━━ EXCERPT ━━
Colorful Notions: The Roadtrippers 1.0 by Mohit Goyal is a unique novel insofar as it combines masterfully travelogue with fiction.  The novel tells the story of three people in their twenties who give up plush jobs and secure life in order to embark on a three-month long journey across India covering 25 historic destinations.  Their personal stories are intertwined with the journey and present dramatic scenes making the novel a gripping read.  The reader also travels along with them from Delhi to places such as Ladakh, Kanyakumari and the Sundarbans. 

Abhay, Shashank and Unnati are the travellers.  Abhay hails from a broken family and there is little love lost between him and his parents.  He longs for relationships.  The massive Shashank is a businessman whose weakness is food.  Unnati is his fiancée and the journey offers her a few occasions to rethink her romantic attachment.
━━━
━━ SUPPLIED RECORDS ━━
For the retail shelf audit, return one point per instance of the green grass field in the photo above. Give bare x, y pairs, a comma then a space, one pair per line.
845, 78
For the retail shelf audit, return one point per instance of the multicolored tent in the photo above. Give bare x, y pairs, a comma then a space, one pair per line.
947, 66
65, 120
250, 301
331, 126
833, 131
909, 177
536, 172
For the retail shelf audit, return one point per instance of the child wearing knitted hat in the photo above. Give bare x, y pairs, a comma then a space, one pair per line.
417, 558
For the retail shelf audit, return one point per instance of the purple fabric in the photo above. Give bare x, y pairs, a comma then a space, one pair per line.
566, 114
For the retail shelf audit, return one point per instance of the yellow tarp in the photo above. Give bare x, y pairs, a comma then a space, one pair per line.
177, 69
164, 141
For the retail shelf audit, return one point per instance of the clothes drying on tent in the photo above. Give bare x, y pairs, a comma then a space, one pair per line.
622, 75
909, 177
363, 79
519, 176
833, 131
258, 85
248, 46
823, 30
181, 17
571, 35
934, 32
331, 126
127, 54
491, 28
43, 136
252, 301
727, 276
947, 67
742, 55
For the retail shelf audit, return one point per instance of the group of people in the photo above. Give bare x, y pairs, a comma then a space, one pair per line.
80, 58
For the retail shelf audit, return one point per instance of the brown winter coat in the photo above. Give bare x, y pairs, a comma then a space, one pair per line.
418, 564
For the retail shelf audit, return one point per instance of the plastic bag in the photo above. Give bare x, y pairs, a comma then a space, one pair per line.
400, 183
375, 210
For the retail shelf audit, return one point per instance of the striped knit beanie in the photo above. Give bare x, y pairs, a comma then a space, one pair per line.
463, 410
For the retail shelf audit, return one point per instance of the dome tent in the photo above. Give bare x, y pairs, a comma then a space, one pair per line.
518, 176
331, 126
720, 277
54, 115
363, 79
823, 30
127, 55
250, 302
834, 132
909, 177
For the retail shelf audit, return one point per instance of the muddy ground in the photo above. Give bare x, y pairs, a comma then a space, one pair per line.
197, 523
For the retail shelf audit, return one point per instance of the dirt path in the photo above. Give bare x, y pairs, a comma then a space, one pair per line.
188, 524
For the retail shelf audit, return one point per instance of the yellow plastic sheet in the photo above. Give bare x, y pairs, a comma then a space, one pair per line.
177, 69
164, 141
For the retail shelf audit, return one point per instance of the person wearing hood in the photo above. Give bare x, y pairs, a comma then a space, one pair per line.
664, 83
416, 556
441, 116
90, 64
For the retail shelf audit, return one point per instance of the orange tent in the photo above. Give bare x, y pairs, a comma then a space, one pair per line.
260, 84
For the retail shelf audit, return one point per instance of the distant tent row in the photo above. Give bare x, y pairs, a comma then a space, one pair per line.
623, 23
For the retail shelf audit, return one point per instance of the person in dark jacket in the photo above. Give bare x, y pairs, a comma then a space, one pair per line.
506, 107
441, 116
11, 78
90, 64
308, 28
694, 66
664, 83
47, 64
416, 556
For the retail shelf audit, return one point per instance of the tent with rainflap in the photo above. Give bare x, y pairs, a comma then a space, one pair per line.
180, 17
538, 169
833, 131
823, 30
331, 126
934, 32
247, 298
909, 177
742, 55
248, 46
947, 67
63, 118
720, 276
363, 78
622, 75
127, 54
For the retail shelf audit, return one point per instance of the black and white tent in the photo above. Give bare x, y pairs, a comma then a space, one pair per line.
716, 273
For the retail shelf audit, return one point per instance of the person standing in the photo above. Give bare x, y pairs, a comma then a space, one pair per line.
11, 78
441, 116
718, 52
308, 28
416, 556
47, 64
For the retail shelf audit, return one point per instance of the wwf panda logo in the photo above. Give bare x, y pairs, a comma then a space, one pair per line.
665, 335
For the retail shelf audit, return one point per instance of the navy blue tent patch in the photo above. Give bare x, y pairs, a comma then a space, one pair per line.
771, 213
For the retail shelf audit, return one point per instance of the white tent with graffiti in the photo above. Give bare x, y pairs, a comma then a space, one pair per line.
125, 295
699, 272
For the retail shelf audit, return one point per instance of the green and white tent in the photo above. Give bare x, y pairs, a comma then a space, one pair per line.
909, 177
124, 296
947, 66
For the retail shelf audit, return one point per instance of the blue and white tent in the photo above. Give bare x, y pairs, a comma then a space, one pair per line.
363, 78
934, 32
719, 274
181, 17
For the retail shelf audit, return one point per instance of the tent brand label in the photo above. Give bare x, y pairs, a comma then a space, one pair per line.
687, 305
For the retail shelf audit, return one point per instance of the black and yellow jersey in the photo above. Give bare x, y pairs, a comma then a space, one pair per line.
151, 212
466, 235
━━━
» GIVEN INSTRUCTION:
Proceed with the review of The Roadtrippers 1.0 above, picking up right after its last sentence.

» RESPONSE TO THIS TASK:
The personal stories of the three characters appear at relevant places and times in the narrative which mostly speaks about the journey which brings in its own characters such as Mutthuraman Swaminathan Unnikrishnan aka Unni who is shown as a shrewd swindler.  He is a tourist guide in the Corbett Park and can create a tiger where there actually is none.  He drinks all along though drinking is prohibited and gets out of the vehicle during the safari though that is prohibited too.  About a hundred pages later we’ll meet a few other South Indian characters in Mysore who are also slightly caricatured as lungi-wearing, non-Hindi and non-English speaking country bumpkins.  Does the author carry some prejudices against the South Indians?  The reader may wonder.  Mercifully, the stereotypes don’t last long and the journey continues.

The journey has its own adventures, risks as well as thrills.  There is romantic rivalry as Abhay gets infatuated with his friend’s fiancée and plays a nasty game to drive in a wedge between them.  But quarrels are soon made up and the characters prove to be people with sophisticated hearts and sentiments.  At  Bodhgaya the two men (Unnati has had to take leave of them due to an accident in the Sundarbans) encounter a Buddhist lama who teaches them the secret of happiness.  This part of the novel is at variance with the others as it turns mildly philosophical if not spiritual.  The author succeeds in giving his work certain required depth.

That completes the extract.